(Referring expression pointing data)
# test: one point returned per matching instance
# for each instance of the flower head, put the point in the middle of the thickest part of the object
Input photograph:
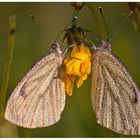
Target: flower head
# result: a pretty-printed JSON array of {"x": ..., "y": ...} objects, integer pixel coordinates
[{"x": 77, "y": 64}]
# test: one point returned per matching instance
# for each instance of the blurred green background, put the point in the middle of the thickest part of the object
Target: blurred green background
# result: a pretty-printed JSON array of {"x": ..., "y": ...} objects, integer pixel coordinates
[{"x": 33, "y": 42}]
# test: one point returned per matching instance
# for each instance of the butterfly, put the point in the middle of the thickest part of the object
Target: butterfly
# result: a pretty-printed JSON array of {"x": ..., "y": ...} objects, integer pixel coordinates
[
  {"x": 39, "y": 99},
  {"x": 115, "y": 96}
]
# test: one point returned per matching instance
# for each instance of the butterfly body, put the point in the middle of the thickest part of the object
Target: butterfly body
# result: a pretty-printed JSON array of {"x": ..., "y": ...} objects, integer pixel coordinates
[{"x": 115, "y": 96}]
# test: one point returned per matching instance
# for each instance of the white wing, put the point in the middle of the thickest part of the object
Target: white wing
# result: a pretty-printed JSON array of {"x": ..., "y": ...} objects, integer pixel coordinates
[
  {"x": 115, "y": 96},
  {"x": 39, "y": 98}
]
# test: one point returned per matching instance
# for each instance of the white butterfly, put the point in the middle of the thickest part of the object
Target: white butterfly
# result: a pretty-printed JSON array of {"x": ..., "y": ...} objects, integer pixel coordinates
[
  {"x": 39, "y": 98},
  {"x": 115, "y": 96}
]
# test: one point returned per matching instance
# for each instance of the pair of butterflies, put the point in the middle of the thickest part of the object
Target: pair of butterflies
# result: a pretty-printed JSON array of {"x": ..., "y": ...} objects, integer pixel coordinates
[{"x": 39, "y": 99}]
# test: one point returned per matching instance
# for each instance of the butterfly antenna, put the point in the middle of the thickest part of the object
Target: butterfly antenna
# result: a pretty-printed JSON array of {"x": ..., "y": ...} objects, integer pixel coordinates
[
  {"x": 106, "y": 27},
  {"x": 123, "y": 21},
  {"x": 72, "y": 22},
  {"x": 35, "y": 20}
]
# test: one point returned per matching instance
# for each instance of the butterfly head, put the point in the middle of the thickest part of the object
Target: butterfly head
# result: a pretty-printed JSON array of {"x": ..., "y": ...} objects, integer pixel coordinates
[
  {"x": 74, "y": 35},
  {"x": 56, "y": 48},
  {"x": 105, "y": 44}
]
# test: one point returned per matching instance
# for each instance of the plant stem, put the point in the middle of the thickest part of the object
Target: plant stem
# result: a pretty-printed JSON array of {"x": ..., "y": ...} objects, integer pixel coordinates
[
  {"x": 8, "y": 62},
  {"x": 99, "y": 23}
]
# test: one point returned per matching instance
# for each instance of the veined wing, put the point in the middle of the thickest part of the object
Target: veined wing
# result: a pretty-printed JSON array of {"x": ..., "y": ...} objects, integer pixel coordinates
[
  {"x": 115, "y": 96},
  {"x": 39, "y": 98}
]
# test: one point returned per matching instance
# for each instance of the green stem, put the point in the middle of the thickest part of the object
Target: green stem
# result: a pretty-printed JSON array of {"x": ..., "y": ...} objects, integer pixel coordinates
[
  {"x": 99, "y": 23},
  {"x": 7, "y": 65}
]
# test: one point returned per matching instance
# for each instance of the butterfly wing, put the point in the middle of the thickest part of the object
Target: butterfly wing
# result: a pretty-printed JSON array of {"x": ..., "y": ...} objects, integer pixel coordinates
[
  {"x": 115, "y": 96},
  {"x": 39, "y": 98}
]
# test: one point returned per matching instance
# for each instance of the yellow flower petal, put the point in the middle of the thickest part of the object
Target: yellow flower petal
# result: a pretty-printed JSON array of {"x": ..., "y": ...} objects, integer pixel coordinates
[{"x": 77, "y": 64}]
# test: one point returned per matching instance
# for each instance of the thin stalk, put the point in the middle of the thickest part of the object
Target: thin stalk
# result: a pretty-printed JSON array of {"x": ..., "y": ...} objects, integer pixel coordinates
[
  {"x": 99, "y": 23},
  {"x": 8, "y": 62}
]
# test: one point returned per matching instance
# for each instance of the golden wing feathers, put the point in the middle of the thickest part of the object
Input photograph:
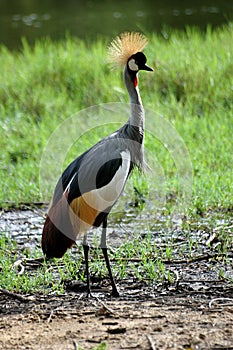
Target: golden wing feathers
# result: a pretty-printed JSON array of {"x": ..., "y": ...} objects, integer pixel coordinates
[{"x": 124, "y": 46}]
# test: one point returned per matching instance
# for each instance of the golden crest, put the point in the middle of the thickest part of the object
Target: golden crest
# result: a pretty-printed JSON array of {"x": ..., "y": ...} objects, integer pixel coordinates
[{"x": 124, "y": 46}]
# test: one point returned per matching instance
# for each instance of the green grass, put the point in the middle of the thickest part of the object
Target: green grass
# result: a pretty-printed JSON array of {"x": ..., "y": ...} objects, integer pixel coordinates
[{"x": 192, "y": 88}]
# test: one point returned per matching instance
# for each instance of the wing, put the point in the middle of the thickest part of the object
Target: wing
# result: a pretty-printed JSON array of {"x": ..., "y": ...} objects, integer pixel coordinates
[{"x": 85, "y": 193}]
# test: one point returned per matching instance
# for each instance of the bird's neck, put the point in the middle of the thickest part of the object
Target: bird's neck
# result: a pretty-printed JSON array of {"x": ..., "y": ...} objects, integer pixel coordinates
[{"x": 137, "y": 112}]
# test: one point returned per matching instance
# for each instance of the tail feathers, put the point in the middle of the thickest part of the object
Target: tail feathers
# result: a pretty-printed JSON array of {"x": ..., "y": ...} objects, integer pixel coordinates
[{"x": 54, "y": 242}]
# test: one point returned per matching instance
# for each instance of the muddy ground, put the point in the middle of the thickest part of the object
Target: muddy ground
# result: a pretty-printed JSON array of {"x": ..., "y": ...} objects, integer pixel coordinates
[{"x": 194, "y": 313}]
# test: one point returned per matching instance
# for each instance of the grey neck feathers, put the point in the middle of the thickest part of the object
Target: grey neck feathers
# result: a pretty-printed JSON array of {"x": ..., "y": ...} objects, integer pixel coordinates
[{"x": 137, "y": 112}]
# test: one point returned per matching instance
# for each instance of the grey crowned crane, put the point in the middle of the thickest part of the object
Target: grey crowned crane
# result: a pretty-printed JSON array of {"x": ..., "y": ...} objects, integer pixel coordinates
[{"x": 93, "y": 182}]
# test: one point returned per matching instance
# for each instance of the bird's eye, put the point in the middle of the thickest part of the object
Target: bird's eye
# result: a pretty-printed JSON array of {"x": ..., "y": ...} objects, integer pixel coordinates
[{"x": 133, "y": 65}]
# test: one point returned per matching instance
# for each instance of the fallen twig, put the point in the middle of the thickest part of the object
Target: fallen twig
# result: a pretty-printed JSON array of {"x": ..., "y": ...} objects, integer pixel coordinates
[
  {"x": 17, "y": 296},
  {"x": 221, "y": 299},
  {"x": 152, "y": 345}
]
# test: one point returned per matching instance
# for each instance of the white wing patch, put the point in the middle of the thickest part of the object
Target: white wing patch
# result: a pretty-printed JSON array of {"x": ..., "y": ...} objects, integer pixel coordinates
[{"x": 104, "y": 197}]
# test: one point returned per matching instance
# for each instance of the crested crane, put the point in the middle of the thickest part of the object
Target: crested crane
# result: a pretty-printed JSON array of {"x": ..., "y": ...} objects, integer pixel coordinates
[{"x": 93, "y": 182}]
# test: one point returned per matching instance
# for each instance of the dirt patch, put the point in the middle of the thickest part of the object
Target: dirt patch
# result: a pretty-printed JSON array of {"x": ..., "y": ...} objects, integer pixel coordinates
[
  {"x": 194, "y": 313},
  {"x": 173, "y": 321}
]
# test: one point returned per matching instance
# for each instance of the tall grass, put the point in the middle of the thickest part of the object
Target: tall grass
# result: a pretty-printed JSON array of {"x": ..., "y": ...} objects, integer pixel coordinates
[{"x": 192, "y": 87}]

EXERCISE INSTRUCTIONS — For the string "neck", filter the data and copy out each line where it occurs.

YOUR RESPONSE —
# for each instance of the bird's neck, put the point in the middle of the thickest part of the object
Target: bird's neck
# for each instance of the grey neck feathers, put the point in the middle of the thickest part of the object
Target: grey neck feathers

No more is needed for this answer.